Records from a point labeling set:

┏━━

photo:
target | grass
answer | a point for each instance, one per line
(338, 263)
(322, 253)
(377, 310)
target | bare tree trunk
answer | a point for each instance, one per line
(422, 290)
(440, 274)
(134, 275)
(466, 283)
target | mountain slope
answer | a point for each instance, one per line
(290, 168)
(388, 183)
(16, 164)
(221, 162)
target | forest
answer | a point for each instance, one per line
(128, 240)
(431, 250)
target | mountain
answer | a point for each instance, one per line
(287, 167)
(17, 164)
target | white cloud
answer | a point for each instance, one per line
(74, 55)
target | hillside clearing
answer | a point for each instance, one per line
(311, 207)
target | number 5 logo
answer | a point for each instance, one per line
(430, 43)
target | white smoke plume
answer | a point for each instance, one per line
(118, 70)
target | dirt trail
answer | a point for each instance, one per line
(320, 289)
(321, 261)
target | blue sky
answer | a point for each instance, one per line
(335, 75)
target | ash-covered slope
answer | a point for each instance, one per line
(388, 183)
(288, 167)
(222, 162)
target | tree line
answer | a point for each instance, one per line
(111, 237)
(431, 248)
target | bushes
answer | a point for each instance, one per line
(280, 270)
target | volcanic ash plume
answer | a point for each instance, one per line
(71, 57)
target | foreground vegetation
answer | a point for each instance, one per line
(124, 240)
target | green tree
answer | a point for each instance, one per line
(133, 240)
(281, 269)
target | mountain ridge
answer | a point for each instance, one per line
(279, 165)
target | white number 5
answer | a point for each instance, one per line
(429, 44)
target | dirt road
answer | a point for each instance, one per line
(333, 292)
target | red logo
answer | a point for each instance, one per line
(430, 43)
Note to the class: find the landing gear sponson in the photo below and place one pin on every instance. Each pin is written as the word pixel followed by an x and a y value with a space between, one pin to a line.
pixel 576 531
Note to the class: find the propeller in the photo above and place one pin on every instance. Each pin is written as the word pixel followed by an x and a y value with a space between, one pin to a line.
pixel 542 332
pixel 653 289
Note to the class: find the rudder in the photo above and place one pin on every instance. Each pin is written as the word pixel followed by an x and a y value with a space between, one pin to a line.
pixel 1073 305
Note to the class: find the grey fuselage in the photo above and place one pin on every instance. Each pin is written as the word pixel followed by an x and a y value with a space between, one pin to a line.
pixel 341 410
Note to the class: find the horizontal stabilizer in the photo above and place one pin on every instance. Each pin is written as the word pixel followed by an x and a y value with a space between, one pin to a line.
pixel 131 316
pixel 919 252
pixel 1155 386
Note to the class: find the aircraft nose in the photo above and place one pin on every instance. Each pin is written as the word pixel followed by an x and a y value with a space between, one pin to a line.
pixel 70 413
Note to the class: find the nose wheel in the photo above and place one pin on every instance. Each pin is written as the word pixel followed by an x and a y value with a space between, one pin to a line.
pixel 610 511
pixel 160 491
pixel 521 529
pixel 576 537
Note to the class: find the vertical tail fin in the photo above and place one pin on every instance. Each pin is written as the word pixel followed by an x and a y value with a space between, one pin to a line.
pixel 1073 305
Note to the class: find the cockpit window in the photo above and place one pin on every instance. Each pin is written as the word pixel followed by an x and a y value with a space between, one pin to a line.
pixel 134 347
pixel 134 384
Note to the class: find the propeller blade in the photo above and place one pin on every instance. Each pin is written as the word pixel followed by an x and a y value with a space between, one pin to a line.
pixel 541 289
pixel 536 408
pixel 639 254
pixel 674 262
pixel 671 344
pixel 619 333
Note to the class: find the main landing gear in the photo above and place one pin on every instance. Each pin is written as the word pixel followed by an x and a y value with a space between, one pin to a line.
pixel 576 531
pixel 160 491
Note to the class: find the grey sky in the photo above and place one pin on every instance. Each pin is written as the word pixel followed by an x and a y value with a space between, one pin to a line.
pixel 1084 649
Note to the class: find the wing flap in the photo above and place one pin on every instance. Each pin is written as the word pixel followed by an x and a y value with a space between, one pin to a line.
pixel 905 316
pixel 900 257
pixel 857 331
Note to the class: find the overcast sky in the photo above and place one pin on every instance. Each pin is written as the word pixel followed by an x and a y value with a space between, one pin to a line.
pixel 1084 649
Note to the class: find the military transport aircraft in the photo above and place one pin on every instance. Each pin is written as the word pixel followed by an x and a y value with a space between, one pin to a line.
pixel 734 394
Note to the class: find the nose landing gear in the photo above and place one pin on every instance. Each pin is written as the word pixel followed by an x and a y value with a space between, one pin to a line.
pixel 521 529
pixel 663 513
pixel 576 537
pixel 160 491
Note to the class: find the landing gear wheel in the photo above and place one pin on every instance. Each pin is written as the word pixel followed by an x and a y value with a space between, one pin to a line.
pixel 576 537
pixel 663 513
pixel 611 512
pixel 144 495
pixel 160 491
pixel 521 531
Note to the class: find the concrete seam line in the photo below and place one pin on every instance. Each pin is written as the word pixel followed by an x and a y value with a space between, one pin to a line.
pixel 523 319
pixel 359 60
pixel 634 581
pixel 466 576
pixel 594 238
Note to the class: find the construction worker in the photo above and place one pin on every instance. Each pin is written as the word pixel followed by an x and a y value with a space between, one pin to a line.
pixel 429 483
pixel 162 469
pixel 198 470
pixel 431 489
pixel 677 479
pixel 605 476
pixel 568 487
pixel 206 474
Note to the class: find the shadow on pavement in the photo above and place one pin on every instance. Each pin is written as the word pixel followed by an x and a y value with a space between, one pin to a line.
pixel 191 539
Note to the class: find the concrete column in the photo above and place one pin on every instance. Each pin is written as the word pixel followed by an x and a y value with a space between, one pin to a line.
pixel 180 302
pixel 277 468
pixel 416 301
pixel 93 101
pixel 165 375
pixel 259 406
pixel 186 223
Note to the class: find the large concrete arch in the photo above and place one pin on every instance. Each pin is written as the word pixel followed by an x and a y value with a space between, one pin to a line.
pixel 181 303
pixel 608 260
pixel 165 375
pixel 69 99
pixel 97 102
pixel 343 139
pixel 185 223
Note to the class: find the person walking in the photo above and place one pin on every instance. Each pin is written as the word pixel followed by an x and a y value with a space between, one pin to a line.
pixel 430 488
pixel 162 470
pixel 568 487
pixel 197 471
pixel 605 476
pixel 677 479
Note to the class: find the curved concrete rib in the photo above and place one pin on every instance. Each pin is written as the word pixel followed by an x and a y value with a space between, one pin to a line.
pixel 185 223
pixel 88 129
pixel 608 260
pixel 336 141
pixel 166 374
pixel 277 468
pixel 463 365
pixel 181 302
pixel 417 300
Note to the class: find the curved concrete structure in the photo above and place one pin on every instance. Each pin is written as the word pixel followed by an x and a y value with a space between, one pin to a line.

┗━━

EXERCISE REQUIREMENTS
Reproduce all of the lines above without any changes.

ANSWER
photo:
target | grass
answer | a point for each instance, one per line
(338, 263)
(322, 253)
(377, 310)
target | bare tree trunk
answer | a point for each instance, one per line
(422, 290)
(440, 274)
(134, 275)
(466, 283)
target | mountain slope
answer | a point for each instance, one per line
(290, 168)
(388, 183)
(16, 164)
(221, 162)
target | forest
answer | a point for each instance, one per line
(128, 240)
(431, 250)
target | mountain
answer | a point for each instance, one per line
(287, 167)
(17, 164)
target | white cloud
answer | a point for each instance, one per line
(74, 55)
target | hillside clearing
answer | a point for each instance, one per line
(311, 207)
target | number 5 logo
answer | a point for each instance, one per line
(430, 43)
target | white smoke plume
answer | a point for each instance, one per line
(118, 70)
target | dirt trail
answer | a point for each instance, one per line
(320, 289)
(321, 261)
target | blue sky
answer | a point for each instance, one per line
(335, 75)
target | ash-covered slope
answer | a point for each instance, one per line
(388, 183)
(288, 167)
(222, 162)
target | tree line
answer | a point for each instance, one per line
(111, 237)
(431, 248)
target | bushes
answer | a point for each instance, one per line
(280, 270)
target | volcanic ash plume
answer | a point for each instance, one per line
(71, 57)
target | foreground vegetation
answer | a point for each instance, one per line
(124, 240)
target | green tree
answer | a point for each instance, one per line
(133, 240)
(281, 269)
target | mountain ridge
answer | a point for each instance, one per line
(279, 165)
target | white number 5
answer | a point for each instance, one per line
(429, 44)
target | dirt road
answer | a point for each instance, one per line
(333, 292)
target | red logo
answer | a point for each instance, one per line
(430, 43)
Note to the class: find the landing gear sponson in the photo below and place one pin on every instance. Each pin is written as the word pixel followed by an x and a y value with a space between, one pin to a line.
pixel 576 531
Note to the class: find the propeller in the photo above and place one pin on every instance. Each pin is written as the word pixel followed by an x and a y value with a space between, one pin to a line.
pixel 542 332
pixel 653 289
Note to the class: find the rudder in the photo above and place one pin on every instance. Each pin is written as the word pixel followed by an x and a y value with a space between, one pin to a line.
pixel 1073 305
Note to the class: find the grey fuselage in the photo above and place one pin on every instance. Each pin is written as the word pixel followed by an x and a y value with a space between, one pin to a line.
pixel 341 410
Note to the class: find the horizontal stabilizer in the photo above and place one pin on every instance. Each pin is written as the word pixel followed by an x and a y value with a space between, one pin to a line.
pixel 131 316
pixel 919 252
pixel 1155 386
Note to the class: find the aircraft nose in the photo above and place one pin on every instance. Each pin is written as the word pixel followed by an x and a y value with a space between, one pin to a line.
pixel 70 413
Note to the class: find the nose wheel in the photo above and place one pin on every instance. Each pin is written as the word pixel followed by an x and a y value with a space between, one pin to a line.
pixel 610 511
pixel 160 491
pixel 521 529
pixel 576 537
Note to the class: find the vertical tail fin in the photo above and place one pin on every instance. Each pin is written as the word pixel followed by an x and a y value with a space between, one pin to a line.
pixel 1073 305
Note to the class: find the cockpit window in the photo above and place one pin on every instance. Each pin is written as the word pixel followed by an x and a y value with a space between, one pin to a line.
pixel 134 347
pixel 134 384
Note to the class: find the propeller blade in the photo above and place one pin on every instance. Each pin is written as the word pixel followed by an x and a y value with a space between, one pin to a line.
pixel 541 289
pixel 536 408
pixel 639 254
pixel 674 262
pixel 671 344
pixel 619 333
Note to the class: find the main landing gear in the photo above and place one pin on every instance. Each pin is written as the word pixel followed by an x and a y value with a space between, one pin to a line.
pixel 576 531
pixel 160 491
Note to the class: find the grey sky in the photo above and place one pin on every instance. Each pin is written as the word pixel followed by an x and a y value with a space between, one pin to a line.
pixel 1084 649
Note to the class: find the wing flap in the photo above and place one pin on every instance. Each pin is written as the word pixel followed by an x and a y value with a space between, one pin to a line.
pixel 905 316
pixel 900 257
pixel 857 331
Note to the class: find the overcast sky in the photo above and place one pin on every instance. Each pin is written as the word pixel followed by an x and a y value with a space between, one pin to a line.
pixel 1084 649
Note to the class: find the military transport aircraft in the photo above and place one pin on every instance. Each pin is written as the word pixel followed by an x and a y value with a space between, one pin to a line.
pixel 734 394
Note to the class: find the nose landing gear in the photo above and place one pin on every instance. Each pin is written as the word pixel followed by an x and a y value with a space between, one pin to a line.
pixel 521 529
pixel 663 513
pixel 576 537
pixel 160 491
Note to the class: find the landing gear wheel in the photo above and place one pin on every instance. Each pin is written as the word pixel followed by an x and a y value with a space between, one pin to a line.
pixel 576 537
pixel 663 513
pixel 611 512
pixel 144 495
pixel 160 491
pixel 521 531
Note to the class: find the concrete seam line in the photo below and place one pin on every instance. Each pin is written as the word pixel followed by an x and a y value with a space between, one pin to a line.
pixel 523 319
pixel 359 60
pixel 634 581
pixel 466 576
pixel 594 238
Note to the class: find the construction worker in the photo above and place one pin on every instance. Each pin is written as the word pixel followed by an x and a y value with a space between, one pin to a line.
pixel 429 483
pixel 162 469
pixel 198 470
pixel 431 489
pixel 677 479
pixel 605 476
pixel 568 487
pixel 206 474
Note to the class: find the shadow on pavement in the photo above and place one pin on every instance. Each pin is written as the word pixel followed by an x and a y value with a space between, one pin to a line.
pixel 191 539
Note to the class: find the concrete column in the photo above and place one pin on every instance. Each pin is written as the word pixel followed by an x and a y value with a space between, one pin to a line.
pixel 180 302
pixel 277 468
pixel 416 301
pixel 93 101
pixel 165 375
pixel 259 406
pixel 186 223
Note to the class: find the large concrete arch in the photo above and place one pin on every instance. Each pin is written as the word pixel followed by an x and a y value with a space between, one pin to a line.
pixel 181 303
pixel 608 260
pixel 165 375
pixel 69 99
pixel 97 102
pixel 343 139
pixel 185 223
Note to the class: find the person walking in the photo above and place one pin on every instance. Each pin is written as the word pixel followed by an x and a y value with a space between, one pin to a line.
pixel 430 488
pixel 162 470
pixel 568 487
pixel 197 471
pixel 605 476
pixel 677 479
Note to the class: find the curved concrete rib in the photo above and place one pin on every instance. Each pin is written as the word pixel followed by an x and a y value with a space between, one pin to a line.
pixel 185 223
pixel 88 129
pixel 608 260
pixel 336 141
pixel 166 374
pixel 277 468
pixel 463 365
pixel 181 302
pixel 417 300
Note to the class: find the curved concrete structure in the photo above and place one pin on every instance. Each pin is written as the word pixel followed by an x and a y value with a space between, one pin to a line.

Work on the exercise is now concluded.